◆ Tasks to perform
**1.** Write out the stretch of the passage on Maria Janion from "Janion is also" through "Of Study Courses." with no changes.
**2.** Extend the passage on Maria Janion from its last sentence onward.

◆ Passage provided
--------
Maria Janion (born 24 December 1926, in Mońki) is a Polish scholar, critic and theoretician of literature as well as a renowned feminist. She is a Professor at the Institute of Literary Research of the Polish Academy of Sciences, specialising in literary Romanticism.[1]

Janion is also a member of the Polish Academy of Learning. She has an honorary degree of the Gdańsk University. Between the years 1948-1978 she was an active member of Polish United Workers' Party.

1970s and 1980s - member of opposition[edit]

In 1970 Maria Janion joined the secret societes aimed against communism in Poland. She was one of the founders of an independent Society Of Study Courses.

She became more critical to the imposed views and values in regards to Polish literature, both old and contemporary, and to the Polish views on war, soldiers, heroism, military uprisings and martyrdom. In 1976 she published a study on war and form, discussing the recently published Private Journal of the Warsaw Uprising by Miron Białoszewski. Because she described the journal as a work that portrays war and uprising from a civil, non-mythological, non-heroic perspective, she was widely criticized. She was accused, like Miron Białoszewski, of disgracing Polish values. Her independent opinions, which were winning respect among the students and academic members, as well as her connections to the opposition, caused her to become a potential enemy of the state.
--------
◆ Stored data
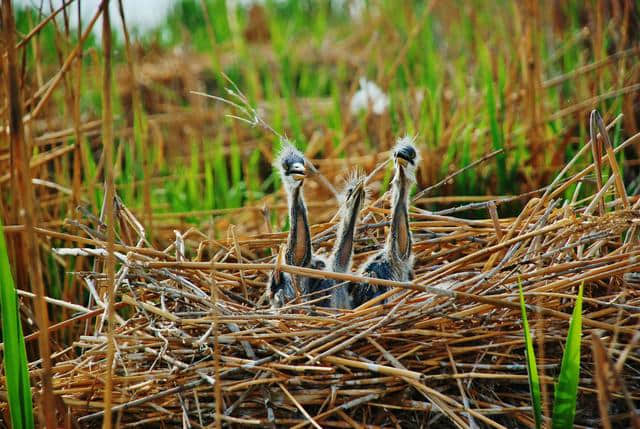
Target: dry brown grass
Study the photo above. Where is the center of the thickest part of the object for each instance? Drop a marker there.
--------
◆ Results of the tasks
**1.**
Janion is also a member of the Polish Academy of Learning. She has an honorary degree of the Gdańsk University. Between the years 1948-1978 she was an active member of Polish United Workers' Party.

1970s and 1980s - member of opposition[edit]

In 1970 Maria Janion joined the secret societes aimed against communism in Poland. She was one of the founders of an independent Society Of Study Courses.

**2.**
When the solidarity movement began, Janion signed the letter issued by 64 intellectuals supporting the strikes, yet calling for actions that would not contribute to bloodshed. In 1981 she made an appearance at the Congress of Polish Culture, which was interrupted by the introduction of martial law in Poland. She called for the huge national movement, which was so far mainly driven by passion, to be turned into an intellectual effort.

She publicly came out as a lesbian in book entitled Janion. Transe – traumy – transgresje.[2]

Romanticism as a revolution of thought[edit]

According to Janion, Romanticism is a revolution of thought which allows different insights into history, nature and humanity. She stressed that in Romanticism with time there is increasing importance of a sense of the absurd and grotesque with regard to existence, expressed in irony and melancholy.

Published works[edit]

In Polish:

  • Gorączka romantyczna, ("Romantic Fever")
  • Odnawianie znaczeń, ("The Refurbishment of Meanings")
  • Życie pośmiertne Konrada Wallenroda, ("The Posthumous Life of Konrad Wallenrod")
  • Wobec zła, ("In View of Evil")
  • Żyjąc tracimy życie, ("Living to Lose Live")
  • Kobiety i duch inności, ("Women and the Spirit of Dissidence")
  • Do Europy - tak, ale razem z naszymi umarłymi
  • Romantyzm, rewolucja, marksizm, ("Romanticism, Revolution, Marxism")
  • Projekt krytyki fantazmatycznej ("The Project of Phantasmatic Criticism")
  • Romantyzm i egzystencja, ("Romanticism and Existence") with Maria Żmigrodzka, 2004
  • Niesamowita Słowiańszczyzna, 2006

In English:


  1. ^ Gozlinski, Pawel (4 April 2011). "What they're reading in Poland". The Guardian. Retrieved 19 April 2011.
  2. ^ "Coming out Marii Janion".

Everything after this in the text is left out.